Required work - Only the lines below starting at the one that contains "Target: snow on the ground" and ending at the one that contains "of the flagpole" are to be reproduced, exactly and with both ends kept.

*** Available records ***

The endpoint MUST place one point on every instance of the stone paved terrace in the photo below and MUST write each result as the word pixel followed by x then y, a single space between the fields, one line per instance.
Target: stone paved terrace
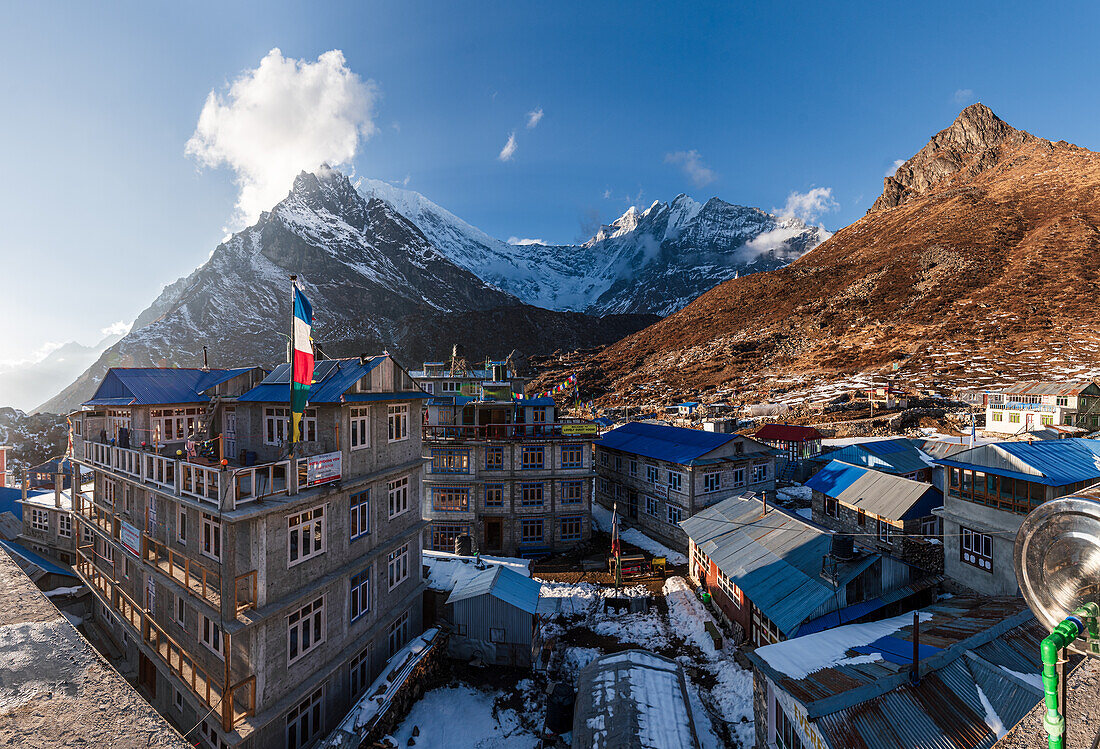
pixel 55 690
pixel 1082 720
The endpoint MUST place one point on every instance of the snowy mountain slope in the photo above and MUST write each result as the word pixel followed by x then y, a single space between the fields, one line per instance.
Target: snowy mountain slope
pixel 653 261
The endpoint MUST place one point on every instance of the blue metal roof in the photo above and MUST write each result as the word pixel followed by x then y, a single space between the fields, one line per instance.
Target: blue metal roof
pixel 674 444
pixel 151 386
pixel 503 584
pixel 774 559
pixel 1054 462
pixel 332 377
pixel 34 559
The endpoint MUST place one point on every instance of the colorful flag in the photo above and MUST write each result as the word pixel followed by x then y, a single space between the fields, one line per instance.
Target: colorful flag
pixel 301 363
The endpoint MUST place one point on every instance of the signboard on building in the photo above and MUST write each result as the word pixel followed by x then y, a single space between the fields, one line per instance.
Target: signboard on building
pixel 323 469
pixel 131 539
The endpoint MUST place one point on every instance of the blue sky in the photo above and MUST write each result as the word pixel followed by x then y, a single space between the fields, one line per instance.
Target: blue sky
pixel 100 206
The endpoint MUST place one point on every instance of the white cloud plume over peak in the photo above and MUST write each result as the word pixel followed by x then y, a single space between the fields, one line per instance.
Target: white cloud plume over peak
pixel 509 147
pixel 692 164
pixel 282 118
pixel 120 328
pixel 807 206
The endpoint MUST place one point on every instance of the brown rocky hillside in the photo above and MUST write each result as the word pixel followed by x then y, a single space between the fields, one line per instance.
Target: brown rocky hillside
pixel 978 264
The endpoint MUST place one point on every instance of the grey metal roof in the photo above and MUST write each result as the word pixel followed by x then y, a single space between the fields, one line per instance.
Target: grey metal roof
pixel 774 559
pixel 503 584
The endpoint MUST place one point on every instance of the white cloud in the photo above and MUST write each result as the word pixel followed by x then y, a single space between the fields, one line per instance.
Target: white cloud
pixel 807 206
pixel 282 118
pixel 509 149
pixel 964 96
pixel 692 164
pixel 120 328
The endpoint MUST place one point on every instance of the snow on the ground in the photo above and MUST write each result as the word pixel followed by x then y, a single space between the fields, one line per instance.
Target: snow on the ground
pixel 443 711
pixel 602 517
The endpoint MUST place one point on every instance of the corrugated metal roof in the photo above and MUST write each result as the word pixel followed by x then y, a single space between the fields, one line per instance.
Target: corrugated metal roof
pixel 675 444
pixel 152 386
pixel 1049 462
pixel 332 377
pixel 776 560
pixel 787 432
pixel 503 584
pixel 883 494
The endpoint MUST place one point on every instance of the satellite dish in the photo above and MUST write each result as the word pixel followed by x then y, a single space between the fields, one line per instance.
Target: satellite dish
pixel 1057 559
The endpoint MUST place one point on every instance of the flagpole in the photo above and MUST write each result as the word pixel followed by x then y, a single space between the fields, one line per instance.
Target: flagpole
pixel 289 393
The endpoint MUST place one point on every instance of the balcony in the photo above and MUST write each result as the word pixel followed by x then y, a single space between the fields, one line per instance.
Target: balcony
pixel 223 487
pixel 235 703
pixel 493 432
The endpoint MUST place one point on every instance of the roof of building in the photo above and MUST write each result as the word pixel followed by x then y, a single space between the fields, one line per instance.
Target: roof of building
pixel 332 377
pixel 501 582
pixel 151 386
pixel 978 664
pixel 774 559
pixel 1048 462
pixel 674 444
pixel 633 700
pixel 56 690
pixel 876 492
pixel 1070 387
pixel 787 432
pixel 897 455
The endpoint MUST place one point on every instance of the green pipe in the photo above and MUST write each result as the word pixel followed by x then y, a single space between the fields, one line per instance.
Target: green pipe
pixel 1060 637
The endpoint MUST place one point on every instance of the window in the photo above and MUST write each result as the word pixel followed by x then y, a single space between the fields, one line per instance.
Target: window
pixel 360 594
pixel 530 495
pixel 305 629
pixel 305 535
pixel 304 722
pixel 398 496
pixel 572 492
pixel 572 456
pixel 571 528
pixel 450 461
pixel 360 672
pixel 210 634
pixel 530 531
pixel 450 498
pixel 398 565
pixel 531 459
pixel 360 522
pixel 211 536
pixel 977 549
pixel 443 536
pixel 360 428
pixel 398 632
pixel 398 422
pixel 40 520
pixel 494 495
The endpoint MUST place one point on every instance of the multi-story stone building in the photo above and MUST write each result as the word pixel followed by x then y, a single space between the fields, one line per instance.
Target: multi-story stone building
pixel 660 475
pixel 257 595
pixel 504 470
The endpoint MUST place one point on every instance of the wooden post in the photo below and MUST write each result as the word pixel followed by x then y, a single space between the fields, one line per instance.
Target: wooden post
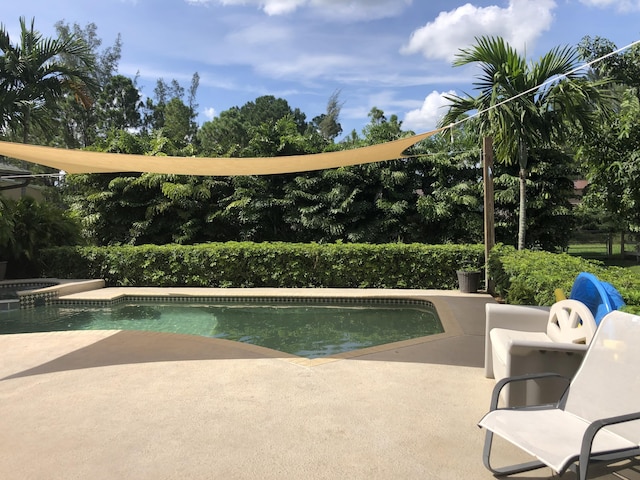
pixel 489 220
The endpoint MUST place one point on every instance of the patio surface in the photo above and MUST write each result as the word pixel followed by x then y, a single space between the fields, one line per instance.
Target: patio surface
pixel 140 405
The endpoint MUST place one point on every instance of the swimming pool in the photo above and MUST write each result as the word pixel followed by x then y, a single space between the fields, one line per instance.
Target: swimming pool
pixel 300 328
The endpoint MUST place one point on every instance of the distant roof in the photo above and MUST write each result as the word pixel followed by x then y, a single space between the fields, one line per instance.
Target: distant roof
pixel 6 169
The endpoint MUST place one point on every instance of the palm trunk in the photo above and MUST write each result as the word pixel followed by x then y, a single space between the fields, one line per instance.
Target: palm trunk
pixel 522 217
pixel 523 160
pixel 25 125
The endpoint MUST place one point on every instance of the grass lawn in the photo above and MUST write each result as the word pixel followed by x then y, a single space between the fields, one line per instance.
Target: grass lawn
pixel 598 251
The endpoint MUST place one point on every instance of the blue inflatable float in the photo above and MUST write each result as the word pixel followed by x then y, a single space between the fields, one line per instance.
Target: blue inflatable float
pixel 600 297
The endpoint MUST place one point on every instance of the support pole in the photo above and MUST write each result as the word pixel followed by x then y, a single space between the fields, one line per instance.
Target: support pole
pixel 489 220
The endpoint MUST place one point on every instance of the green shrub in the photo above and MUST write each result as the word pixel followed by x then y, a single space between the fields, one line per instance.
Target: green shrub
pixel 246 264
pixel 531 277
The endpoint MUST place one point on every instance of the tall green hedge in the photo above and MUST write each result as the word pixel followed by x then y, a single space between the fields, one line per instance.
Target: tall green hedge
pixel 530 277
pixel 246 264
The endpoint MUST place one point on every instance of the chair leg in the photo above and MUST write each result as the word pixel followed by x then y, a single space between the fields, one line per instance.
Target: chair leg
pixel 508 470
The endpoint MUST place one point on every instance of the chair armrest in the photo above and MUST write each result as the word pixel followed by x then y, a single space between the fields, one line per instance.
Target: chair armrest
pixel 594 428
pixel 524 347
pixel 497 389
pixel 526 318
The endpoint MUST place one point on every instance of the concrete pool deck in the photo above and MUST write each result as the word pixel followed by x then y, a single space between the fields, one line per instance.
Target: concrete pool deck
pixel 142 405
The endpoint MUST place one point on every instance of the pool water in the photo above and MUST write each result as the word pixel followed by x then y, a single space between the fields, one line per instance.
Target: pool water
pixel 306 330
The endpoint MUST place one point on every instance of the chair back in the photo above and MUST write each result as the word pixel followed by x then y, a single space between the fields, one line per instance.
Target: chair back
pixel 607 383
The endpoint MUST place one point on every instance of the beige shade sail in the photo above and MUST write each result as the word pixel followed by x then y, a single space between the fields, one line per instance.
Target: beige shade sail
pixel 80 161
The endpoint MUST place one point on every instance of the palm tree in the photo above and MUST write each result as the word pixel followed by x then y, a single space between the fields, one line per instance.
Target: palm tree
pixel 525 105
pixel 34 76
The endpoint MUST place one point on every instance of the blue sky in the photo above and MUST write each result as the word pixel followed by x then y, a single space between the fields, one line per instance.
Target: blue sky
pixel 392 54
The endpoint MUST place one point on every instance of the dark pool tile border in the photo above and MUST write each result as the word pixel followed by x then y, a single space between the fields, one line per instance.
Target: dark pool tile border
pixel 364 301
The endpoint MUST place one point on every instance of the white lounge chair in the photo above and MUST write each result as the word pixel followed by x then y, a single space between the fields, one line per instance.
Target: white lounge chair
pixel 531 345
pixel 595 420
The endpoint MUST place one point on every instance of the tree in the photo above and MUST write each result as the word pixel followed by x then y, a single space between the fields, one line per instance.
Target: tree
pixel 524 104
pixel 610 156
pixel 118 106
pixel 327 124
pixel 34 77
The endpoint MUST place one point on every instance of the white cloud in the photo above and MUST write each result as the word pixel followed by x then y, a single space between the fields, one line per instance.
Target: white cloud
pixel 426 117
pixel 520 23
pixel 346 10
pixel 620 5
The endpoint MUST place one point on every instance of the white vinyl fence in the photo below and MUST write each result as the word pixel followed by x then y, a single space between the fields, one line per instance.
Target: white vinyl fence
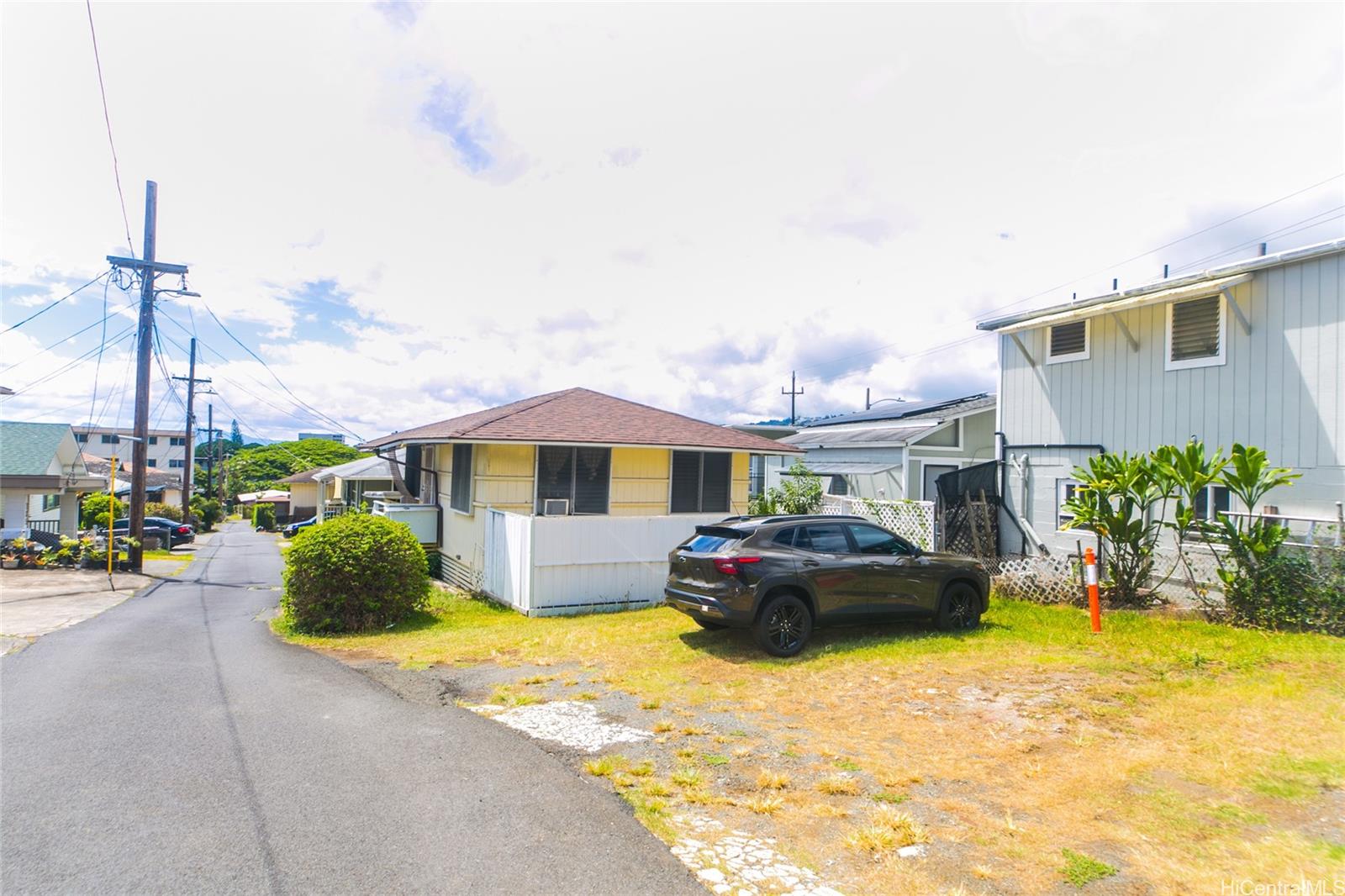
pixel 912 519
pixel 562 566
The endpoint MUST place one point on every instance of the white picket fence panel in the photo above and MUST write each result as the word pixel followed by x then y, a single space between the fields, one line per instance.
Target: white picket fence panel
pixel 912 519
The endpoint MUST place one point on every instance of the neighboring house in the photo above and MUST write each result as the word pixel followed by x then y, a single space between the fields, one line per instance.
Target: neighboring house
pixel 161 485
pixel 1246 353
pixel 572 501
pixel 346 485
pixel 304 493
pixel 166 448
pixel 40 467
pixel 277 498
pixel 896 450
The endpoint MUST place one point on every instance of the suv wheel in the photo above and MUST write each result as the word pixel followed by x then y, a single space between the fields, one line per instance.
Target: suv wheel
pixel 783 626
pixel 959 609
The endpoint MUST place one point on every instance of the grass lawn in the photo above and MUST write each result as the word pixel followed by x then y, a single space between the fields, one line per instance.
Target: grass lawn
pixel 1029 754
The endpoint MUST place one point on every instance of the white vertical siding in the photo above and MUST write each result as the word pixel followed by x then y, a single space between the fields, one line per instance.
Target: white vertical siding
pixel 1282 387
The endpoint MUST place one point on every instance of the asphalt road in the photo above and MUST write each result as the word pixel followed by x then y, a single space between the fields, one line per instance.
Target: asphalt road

*** End of Available records ***

Solution -
Target: snow on the ground
pixel 443 711
pixel 602 517
The endpoint MUST place one point on every instance of the corrugated metal roof in the photo above and MUST write each result as the word pixel followed by x then y, a single space between the fields, one line per instance.
Target: corrugated metal roof
pixel 675 444
pixel 152 386
pixel 1049 462
pixel 332 377
pixel 776 560
pixel 787 432
pixel 503 584
pixel 883 494
The endpoint MUST place one point on every instance of the satellite dish in the photo above and MUST write each result as the word pixel followed by x then y, a single space between the fields, one line per instance.
Target: satellite dish
pixel 1057 559
The endpoint MUST place one point on every instance of the flagpole in the photo above and MUST write each result as the word pixel followed by x then y, a single space between the fields, one line per instance.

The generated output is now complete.